*Written request*
Please rewrite the entries below, swapping every "formatted sample" for "model layout" and leaving all else unchanged.

*Records provided*

^^^^^^^^^^^^^^^^

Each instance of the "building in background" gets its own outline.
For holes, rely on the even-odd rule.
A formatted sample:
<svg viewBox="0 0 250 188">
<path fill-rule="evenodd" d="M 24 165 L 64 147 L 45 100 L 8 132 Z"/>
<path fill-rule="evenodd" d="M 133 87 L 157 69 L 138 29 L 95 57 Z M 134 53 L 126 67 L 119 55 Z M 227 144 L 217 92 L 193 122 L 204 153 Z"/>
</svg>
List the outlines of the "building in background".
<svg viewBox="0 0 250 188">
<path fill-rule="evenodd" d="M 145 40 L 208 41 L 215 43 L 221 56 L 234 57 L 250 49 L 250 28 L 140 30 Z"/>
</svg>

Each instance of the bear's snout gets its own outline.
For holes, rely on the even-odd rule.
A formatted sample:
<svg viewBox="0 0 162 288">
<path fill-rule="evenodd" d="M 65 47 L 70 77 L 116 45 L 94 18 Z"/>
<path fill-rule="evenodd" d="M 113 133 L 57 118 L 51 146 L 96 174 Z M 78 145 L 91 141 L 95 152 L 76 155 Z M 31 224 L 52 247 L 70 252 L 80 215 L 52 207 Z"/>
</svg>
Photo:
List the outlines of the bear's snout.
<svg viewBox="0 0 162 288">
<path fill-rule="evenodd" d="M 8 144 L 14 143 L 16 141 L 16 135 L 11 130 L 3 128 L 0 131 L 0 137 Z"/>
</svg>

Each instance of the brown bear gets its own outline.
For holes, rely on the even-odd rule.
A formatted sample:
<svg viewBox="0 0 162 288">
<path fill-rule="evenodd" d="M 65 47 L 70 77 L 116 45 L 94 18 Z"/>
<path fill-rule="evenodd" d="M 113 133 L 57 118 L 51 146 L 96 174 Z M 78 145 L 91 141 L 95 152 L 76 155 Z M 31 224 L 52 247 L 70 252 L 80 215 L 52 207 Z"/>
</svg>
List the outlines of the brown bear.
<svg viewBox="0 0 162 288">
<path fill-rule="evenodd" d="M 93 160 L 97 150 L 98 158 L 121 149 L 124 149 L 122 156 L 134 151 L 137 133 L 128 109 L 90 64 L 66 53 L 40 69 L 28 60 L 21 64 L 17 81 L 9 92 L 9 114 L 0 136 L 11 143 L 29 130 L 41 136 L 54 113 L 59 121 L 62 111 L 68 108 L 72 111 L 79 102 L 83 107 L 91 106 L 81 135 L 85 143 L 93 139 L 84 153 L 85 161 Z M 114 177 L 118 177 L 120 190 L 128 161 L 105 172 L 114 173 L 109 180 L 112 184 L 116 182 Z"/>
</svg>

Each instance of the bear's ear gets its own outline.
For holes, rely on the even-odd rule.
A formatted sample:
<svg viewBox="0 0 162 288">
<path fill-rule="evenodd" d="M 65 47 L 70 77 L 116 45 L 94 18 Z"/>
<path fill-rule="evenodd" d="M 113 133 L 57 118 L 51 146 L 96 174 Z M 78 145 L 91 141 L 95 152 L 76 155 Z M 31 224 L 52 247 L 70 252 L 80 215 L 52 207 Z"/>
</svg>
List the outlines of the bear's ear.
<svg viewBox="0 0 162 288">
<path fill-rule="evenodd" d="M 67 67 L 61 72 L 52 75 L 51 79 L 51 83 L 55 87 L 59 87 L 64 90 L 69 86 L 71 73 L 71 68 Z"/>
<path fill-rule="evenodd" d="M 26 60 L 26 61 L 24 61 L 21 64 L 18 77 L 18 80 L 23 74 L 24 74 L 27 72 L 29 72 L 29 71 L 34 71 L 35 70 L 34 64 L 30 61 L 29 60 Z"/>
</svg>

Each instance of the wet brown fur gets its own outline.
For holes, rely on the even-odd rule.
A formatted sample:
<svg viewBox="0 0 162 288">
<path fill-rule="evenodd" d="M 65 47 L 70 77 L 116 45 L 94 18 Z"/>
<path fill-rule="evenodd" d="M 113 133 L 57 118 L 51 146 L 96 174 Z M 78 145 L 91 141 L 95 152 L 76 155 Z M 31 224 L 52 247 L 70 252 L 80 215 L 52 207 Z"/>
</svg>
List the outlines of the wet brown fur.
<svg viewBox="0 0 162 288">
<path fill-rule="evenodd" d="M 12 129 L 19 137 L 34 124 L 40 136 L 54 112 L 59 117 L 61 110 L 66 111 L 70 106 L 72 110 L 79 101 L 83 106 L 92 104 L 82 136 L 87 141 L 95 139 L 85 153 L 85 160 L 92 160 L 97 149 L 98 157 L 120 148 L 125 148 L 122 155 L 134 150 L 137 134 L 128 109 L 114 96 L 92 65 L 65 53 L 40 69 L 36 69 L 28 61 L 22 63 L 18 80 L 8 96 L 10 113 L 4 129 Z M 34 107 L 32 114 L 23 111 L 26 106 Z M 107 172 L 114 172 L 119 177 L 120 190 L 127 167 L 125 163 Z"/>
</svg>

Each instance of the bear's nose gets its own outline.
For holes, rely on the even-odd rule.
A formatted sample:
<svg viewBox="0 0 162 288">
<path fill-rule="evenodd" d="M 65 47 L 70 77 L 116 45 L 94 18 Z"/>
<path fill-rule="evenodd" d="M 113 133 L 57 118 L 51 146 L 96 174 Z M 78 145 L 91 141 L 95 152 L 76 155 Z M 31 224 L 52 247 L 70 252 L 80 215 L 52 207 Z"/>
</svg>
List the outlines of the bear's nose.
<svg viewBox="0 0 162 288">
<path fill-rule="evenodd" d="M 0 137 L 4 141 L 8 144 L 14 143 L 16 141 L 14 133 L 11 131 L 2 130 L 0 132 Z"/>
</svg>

^^^^^^^^^^^^^^^^

*Exercise result*
Each instance of the "building in background" gets its own outline.
For holes, rely on the even-odd rule.
A model layout:
<svg viewBox="0 0 250 188">
<path fill-rule="evenodd" d="M 24 165 L 64 147 L 45 100 L 8 132 Z"/>
<path fill-rule="evenodd" d="M 133 87 L 157 69 L 138 29 L 95 57 Z M 134 53 L 126 67 L 119 55 Z M 227 144 L 217 92 L 193 122 L 204 153 Z"/>
</svg>
List the outlines of the "building in background".
<svg viewBox="0 0 250 188">
<path fill-rule="evenodd" d="M 145 40 L 208 41 L 215 43 L 221 56 L 234 57 L 250 49 L 250 28 L 140 30 Z"/>
</svg>

Each instance of the bear's snout gets its own outline.
For holes, rely on the even-odd rule.
A model layout:
<svg viewBox="0 0 162 288">
<path fill-rule="evenodd" d="M 65 47 L 70 77 L 116 45 L 94 18 Z"/>
<path fill-rule="evenodd" d="M 113 133 L 57 118 L 51 146 L 96 174 Z M 78 145 L 91 141 L 95 152 L 76 155 Z M 31 224 L 52 247 L 70 252 L 80 215 L 52 207 Z"/>
</svg>
Photo:
List the outlines of the bear's snout.
<svg viewBox="0 0 162 288">
<path fill-rule="evenodd" d="M 8 144 L 14 143 L 16 141 L 16 135 L 11 130 L 3 128 L 0 131 L 0 137 Z"/>
</svg>

Each instance of the brown bear gets its own outline.
For holes, rely on the even-odd rule.
A model layout:
<svg viewBox="0 0 162 288">
<path fill-rule="evenodd" d="M 65 47 L 70 77 L 116 45 L 94 18 Z"/>
<path fill-rule="evenodd" d="M 113 133 L 57 118 L 51 146 L 96 174 Z M 78 145 L 91 141 L 95 152 L 76 155 Z M 31 224 L 52 247 L 70 252 L 80 215 L 52 207 Z"/>
</svg>
List the outlines of the brown bear.
<svg viewBox="0 0 162 288">
<path fill-rule="evenodd" d="M 93 160 L 97 150 L 98 158 L 121 149 L 124 149 L 122 156 L 134 151 L 137 133 L 128 109 L 90 64 L 66 53 L 40 69 L 28 60 L 21 64 L 17 81 L 9 92 L 9 114 L 0 136 L 11 143 L 29 130 L 41 136 L 54 113 L 59 121 L 62 111 L 68 108 L 72 111 L 79 102 L 83 107 L 91 106 L 81 135 L 85 143 L 93 139 L 84 153 L 85 161 Z M 114 177 L 118 177 L 120 190 L 128 161 L 105 172 L 114 173 L 109 180 L 112 184 L 116 182 Z"/>
</svg>

Each instance of the bear's ear gets its own outline.
For holes, rely on the even-odd rule.
A model layout:
<svg viewBox="0 0 162 288">
<path fill-rule="evenodd" d="M 65 47 L 70 77 L 116 45 L 94 18 Z"/>
<path fill-rule="evenodd" d="M 113 133 L 57 118 L 51 146 L 96 174 Z M 78 145 L 91 141 L 95 152 L 76 155 Z M 31 224 L 52 247 L 70 252 L 80 215 L 52 207 Z"/>
</svg>
List the outlines of the bear's ear.
<svg viewBox="0 0 162 288">
<path fill-rule="evenodd" d="M 67 67 L 61 72 L 52 75 L 51 79 L 51 83 L 55 87 L 59 87 L 64 90 L 69 86 L 71 73 L 71 68 Z"/>
<path fill-rule="evenodd" d="M 26 60 L 26 61 L 24 61 L 21 64 L 18 77 L 18 80 L 23 74 L 24 74 L 27 72 L 29 72 L 29 71 L 34 71 L 35 70 L 34 64 L 30 61 L 29 60 Z"/>
</svg>

Each instance of the wet brown fur gets its own outline.
For holes, rely on the even-odd rule.
A model layout:
<svg viewBox="0 0 162 288">
<path fill-rule="evenodd" d="M 65 47 L 70 77 L 116 45 L 94 18 Z"/>
<path fill-rule="evenodd" d="M 113 133 L 57 118 L 51 146 L 96 174 Z M 78 145 L 91 141 L 95 152 L 76 155 Z M 31 224 L 52 247 L 70 252 L 80 215 L 52 207 Z"/>
</svg>
List the outlines of the wet brown fur.
<svg viewBox="0 0 162 288">
<path fill-rule="evenodd" d="M 12 129 L 19 137 L 34 124 L 40 136 L 54 112 L 59 117 L 61 110 L 66 111 L 70 106 L 72 110 L 79 101 L 83 106 L 92 104 L 82 136 L 87 141 L 95 139 L 85 153 L 85 160 L 92 160 L 97 149 L 98 157 L 120 148 L 125 148 L 122 155 L 134 150 L 137 134 L 128 109 L 114 96 L 92 65 L 65 53 L 40 69 L 36 69 L 28 61 L 22 63 L 18 80 L 8 96 L 10 113 L 4 129 Z M 34 107 L 32 114 L 23 111 L 26 106 Z M 107 172 L 114 172 L 119 177 L 120 190 L 127 167 L 125 163 Z"/>
</svg>

Each instance of the bear's nose gets its own outline.
For holes, rely on the even-odd rule.
A model layout:
<svg viewBox="0 0 162 288">
<path fill-rule="evenodd" d="M 65 47 L 70 77 L 116 45 L 94 18 Z"/>
<path fill-rule="evenodd" d="M 113 133 L 57 118 L 51 146 L 96 174 Z M 78 145 L 91 141 L 95 152 L 76 155 Z M 31 224 L 52 247 L 70 252 L 80 215 L 52 207 Z"/>
</svg>
List the outlines of the bear's nose.
<svg viewBox="0 0 162 288">
<path fill-rule="evenodd" d="M 0 137 L 4 141 L 8 144 L 14 143 L 16 141 L 14 133 L 11 131 L 2 130 L 0 132 Z"/>
</svg>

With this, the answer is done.